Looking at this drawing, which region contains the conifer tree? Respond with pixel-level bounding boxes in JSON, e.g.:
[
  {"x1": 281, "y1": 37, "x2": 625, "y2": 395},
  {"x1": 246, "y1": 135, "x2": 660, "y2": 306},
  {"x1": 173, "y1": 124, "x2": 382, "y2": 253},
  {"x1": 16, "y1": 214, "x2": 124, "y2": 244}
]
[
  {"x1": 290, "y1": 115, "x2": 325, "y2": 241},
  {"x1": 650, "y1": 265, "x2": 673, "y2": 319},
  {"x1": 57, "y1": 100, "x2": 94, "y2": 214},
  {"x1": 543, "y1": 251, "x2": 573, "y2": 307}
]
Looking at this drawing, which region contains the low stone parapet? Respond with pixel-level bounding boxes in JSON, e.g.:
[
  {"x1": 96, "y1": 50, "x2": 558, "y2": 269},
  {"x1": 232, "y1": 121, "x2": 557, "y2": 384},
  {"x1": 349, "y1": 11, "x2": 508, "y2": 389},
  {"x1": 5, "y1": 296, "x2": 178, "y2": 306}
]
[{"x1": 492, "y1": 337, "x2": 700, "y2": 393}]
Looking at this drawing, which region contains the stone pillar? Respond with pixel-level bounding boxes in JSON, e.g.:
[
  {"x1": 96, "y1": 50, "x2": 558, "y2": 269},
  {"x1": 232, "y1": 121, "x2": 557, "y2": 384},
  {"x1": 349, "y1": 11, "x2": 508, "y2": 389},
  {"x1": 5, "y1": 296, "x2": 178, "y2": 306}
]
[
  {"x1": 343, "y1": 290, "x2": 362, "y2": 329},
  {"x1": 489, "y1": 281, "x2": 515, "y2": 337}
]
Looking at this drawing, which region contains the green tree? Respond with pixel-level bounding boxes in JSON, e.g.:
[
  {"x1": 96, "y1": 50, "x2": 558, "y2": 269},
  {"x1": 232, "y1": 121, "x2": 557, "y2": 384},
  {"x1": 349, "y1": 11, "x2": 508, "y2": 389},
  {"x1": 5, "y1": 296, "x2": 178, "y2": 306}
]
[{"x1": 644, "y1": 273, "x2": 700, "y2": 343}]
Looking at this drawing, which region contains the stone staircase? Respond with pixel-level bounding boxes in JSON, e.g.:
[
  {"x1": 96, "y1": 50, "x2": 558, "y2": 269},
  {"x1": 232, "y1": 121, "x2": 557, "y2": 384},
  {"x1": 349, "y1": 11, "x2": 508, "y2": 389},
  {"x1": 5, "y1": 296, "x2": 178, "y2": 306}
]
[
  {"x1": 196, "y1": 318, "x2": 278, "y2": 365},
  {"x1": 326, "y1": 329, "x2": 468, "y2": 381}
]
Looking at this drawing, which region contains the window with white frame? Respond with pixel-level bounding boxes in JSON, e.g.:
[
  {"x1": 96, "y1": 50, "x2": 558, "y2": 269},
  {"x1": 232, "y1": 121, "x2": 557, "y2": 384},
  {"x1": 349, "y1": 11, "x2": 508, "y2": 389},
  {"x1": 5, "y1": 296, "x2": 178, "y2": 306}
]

## SHORT PROBLEM
Transcribe verbatim every line from the one containing "the stone staircase?" through the end of the entries, inclusive.

## EXERCISE RESPONSE
Looking at this drawing, which region contains the stone staircase? Respond with pixel-level bounding boxes in JSON, e.g.:
[
  {"x1": 96, "y1": 50, "x2": 558, "y2": 269},
  {"x1": 232, "y1": 121, "x2": 557, "y2": 384},
  {"x1": 349, "y1": 11, "x2": 508, "y2": 389},
  {"x1": 5, "y1": 296, "x2": 178, "y2": 306}
]
[
  {"x1": 196, "y1": 318, "x2": 278, "y2": 365},
  {"x1": 326, "y1": 329, "x2": 468, "y2": 381}
]
Looking at this drawing, which region contains the window with white frame? Respond with pixel-level bounding boxes in JSON, e.g.:
[
  {"x1": 96, "y1": 50, "x2": 558, "y2": 269},
  {"x1": 232, "y1": 121, "x2": 557, "y2": 384},
  {"x1": 349, "y1": 11, "x2": 508, "y2": 389},
  {"x1": 5, "y1": 296, "x2": 178, "y2": 306}
]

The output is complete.